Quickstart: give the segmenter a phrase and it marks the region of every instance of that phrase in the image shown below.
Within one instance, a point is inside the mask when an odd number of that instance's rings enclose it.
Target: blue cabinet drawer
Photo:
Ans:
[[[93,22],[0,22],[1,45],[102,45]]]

○ ○ ○ ○ ○ ○ ○

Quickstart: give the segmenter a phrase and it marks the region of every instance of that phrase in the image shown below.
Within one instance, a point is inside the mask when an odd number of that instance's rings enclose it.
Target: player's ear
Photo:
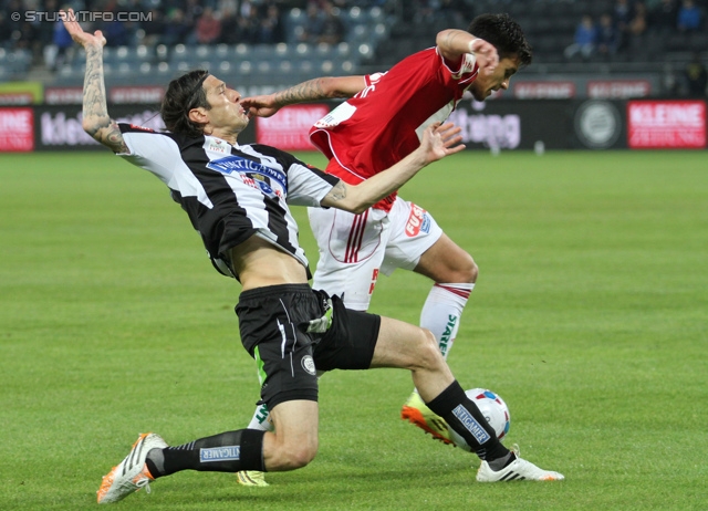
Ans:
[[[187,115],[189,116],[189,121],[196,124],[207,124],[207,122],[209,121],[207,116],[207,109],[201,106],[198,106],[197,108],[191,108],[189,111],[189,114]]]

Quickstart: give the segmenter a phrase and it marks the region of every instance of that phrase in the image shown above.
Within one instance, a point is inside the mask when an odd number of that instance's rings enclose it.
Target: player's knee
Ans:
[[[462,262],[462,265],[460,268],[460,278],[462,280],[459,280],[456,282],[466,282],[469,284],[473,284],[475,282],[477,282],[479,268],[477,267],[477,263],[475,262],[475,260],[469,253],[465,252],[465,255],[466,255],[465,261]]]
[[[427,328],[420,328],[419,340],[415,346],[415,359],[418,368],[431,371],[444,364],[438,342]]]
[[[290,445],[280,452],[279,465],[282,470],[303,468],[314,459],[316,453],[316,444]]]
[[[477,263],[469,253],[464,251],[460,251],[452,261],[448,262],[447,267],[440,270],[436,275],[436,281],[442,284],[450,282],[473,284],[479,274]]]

○ ○ ○ ○ ○ ○ ○

▶ **Given problem**: Report every line in the records above that contains the string "player", copying each such line in full.

▶ **Response**:
Target: player's ear
Target: player's knee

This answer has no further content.